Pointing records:

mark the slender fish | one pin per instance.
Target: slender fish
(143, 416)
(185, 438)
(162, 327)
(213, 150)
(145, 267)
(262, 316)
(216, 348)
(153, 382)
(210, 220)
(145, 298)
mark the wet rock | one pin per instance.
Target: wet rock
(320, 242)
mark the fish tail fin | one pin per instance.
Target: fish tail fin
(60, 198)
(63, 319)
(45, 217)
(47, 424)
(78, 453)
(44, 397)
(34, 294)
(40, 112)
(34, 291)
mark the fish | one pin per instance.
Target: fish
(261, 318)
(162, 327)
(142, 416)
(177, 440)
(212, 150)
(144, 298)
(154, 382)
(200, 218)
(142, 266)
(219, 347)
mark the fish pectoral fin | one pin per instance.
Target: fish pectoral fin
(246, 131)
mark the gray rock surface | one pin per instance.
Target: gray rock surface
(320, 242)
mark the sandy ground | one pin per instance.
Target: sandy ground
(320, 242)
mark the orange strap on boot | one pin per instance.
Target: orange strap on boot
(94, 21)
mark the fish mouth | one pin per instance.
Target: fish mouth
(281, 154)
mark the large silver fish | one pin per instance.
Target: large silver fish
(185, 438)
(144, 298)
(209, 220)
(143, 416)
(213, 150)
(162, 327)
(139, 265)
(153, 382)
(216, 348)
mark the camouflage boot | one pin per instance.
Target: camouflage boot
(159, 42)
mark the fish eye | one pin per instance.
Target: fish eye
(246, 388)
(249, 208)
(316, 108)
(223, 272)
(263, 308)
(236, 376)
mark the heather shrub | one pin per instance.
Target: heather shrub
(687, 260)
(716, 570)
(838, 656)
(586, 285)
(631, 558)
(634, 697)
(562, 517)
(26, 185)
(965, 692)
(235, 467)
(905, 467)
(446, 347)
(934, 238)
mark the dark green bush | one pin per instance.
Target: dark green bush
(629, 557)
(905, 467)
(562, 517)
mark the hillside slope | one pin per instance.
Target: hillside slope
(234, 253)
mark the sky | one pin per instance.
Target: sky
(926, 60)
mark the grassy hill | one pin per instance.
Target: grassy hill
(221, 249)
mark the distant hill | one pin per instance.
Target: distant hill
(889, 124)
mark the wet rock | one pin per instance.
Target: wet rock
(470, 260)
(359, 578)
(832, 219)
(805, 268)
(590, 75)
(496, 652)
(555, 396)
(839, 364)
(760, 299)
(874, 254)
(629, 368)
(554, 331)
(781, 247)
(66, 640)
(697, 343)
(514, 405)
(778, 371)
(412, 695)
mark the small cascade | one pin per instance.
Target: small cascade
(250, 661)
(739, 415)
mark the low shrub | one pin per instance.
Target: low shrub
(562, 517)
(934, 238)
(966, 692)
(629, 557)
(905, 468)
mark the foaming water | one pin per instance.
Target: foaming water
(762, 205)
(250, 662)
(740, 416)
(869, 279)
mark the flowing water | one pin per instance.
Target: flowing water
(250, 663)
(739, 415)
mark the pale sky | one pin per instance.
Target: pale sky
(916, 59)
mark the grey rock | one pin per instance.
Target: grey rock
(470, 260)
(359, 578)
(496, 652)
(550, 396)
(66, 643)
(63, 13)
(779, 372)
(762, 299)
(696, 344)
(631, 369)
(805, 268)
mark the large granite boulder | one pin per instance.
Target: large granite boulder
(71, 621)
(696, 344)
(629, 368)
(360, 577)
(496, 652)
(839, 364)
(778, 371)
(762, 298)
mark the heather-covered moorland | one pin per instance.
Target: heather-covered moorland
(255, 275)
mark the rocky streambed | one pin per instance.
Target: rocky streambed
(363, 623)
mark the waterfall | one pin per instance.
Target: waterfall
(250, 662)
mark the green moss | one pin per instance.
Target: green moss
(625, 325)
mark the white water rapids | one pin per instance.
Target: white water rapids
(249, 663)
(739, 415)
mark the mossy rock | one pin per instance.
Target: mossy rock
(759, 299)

▶ [Short task]: Copy out every line of the records above word for word.

▶ [Full solution]:
mark the slender fish | one pin per instance.
Target: slender fish
(143, 416)
(185, 438)
(162, 327)
(213, 150)
(145, 267)
(262, 316)
(216, 348)
(153, 382)
(210, 220)
(145, 298)
mark the wet rock | one pin per instance.
Target: wet rock
(320, 242)
mark the fish tail fin | one pin per instance.
Target: fish tail fin
(60, 198)
(63, 319)
(45, 217)
(47, 424)
(78, 453)
(44, 397)
(34, 294)
(40, 112)
(34, 291)
mark the fish | one pin per instance.
Target: fish
(261, 318)
(162, 327)
(142, 416)
(177, 440)
(212, 150)
(144, 298)
(154, 382)
(200, 218)
(142, 266)
(219, 347)
mark the fish pectoral fin | one pin per instance.
Target: fish pectoral fin
(246, 131)
mark the gray rock surface | one pin per instance.
Target: gray rock surface
(320, 242)
mark the sandy ground | one pin per instance.
Target: sandy ground
(320, 242)
mark the orange strap on boot | one pin per instance.
Target: orange strap on boot
(94, 21)
mark the fish mouth | one pin per instance.
Target: fish mouth
(281, 154)
mark the large silver fish | one pin per instance.
Target: large silver fish
(185, 438)
(144, 298)
(209, 220)
(143, 416)
(213, 150)
(162, 327)
(139, 265)
(153, 382)
(216, 348)
mark the camouflage boot | one pin per instance.
Target: camouflage boot
(159, 42)
mark the fish eye | one pin per instance.
Target: fish eye
(246, 388)
(249, 208)
(316, 108)
(223, 272)
(263, 308)
(236, 376)
mark the heather shrub | one pin per instance.
Target: heather shrub
(687, 260)
(716, 570)
(838, 656)
(586, 285)
(631, 558)
(634, 697)
(562, 517)
(26, 185)
(965, 692)
(235, 467)
(905, 467)
(446, 347)
(934, 238)
mark the dark green bush | one pin per instance.
Target: dark green bush
(629, 557)
(905, 467)
(562, 517)
mark the hillside slope | one pin per instance.
Target: hillside slope
(234, 253)
mark the sky | one pin per instance.
Target: sky
(926, 60)
mark the grassy hill | one pin per instance.
Target: grassy hill
(221, 249)
mark the distant hill | one pin per instance.
Target: distant hill
(889, 124)
mark the wet rock | one pin per instance.
Target: wet rock
(470, 260)
(359, 578)
(832, 219)
(805, 268)
(590, 75)
(496, 652)
(555, 396)
(839, 364)
(760, 299)
(874, 254)
(629, 368)
(554, 331)
(781, 247)
(66, 640)
(697, 343)
(514, 405)
(778, 371)
(412, 695)
mark the small cascade | one pin per instance.
Target: small cascade
(250, 661)
(739, 415)
mark the low shrub | one pin per instance.
Target: low shrub
(562, 517)
(934, 238)
(966, 692)
(629, 557)
(905, 468)
mark the foaming water | one pin per instance.
Target: foaming water
(762, 205)
(250, 662)
(740, 416)
(869, 279)
mark the flowing water | one pin per instance.
Target: flowing water
(250, 663)
(739, 415)
mark the pale sky | one pin per instance.
Target: pale sky
(916, 59)
mark the grey rock | one pin per instance.
Target: grey rock
(470, 260)
(359, 578)
(496, 652)
(550, 396)
(66, 643)
(63, 13)
(779, 372)
(762, 299)
(696, 344)
(631, 369)
(805, 268)
mark the large granite boulder | one pin per instance.
Target: large granite boulder
(71, 621)
(696, 344)
(629, 368)
(360, 577)
(496, 652)
(839, 364)
(778, 371)
(762, 298)
mark the heather-covered moorland | one pin per instance.
Target: heather-covered moorland
(255, 275)
mark the rocky streambed | one pin per instance.
Target: rocky streambed
(363, 623)
mark the waterfall | one pin per instance.
Target: waterfall
(250, 662)
mark the green moss | one pin per instance.
Target: green moss
(625, 325)
mark the white water rapids | one pin per instance.
Target: white water rapids
(249, 663)
(739, 415)
mark the mossy rock | one pin per instance.
Target: mossy rock
(759, 299)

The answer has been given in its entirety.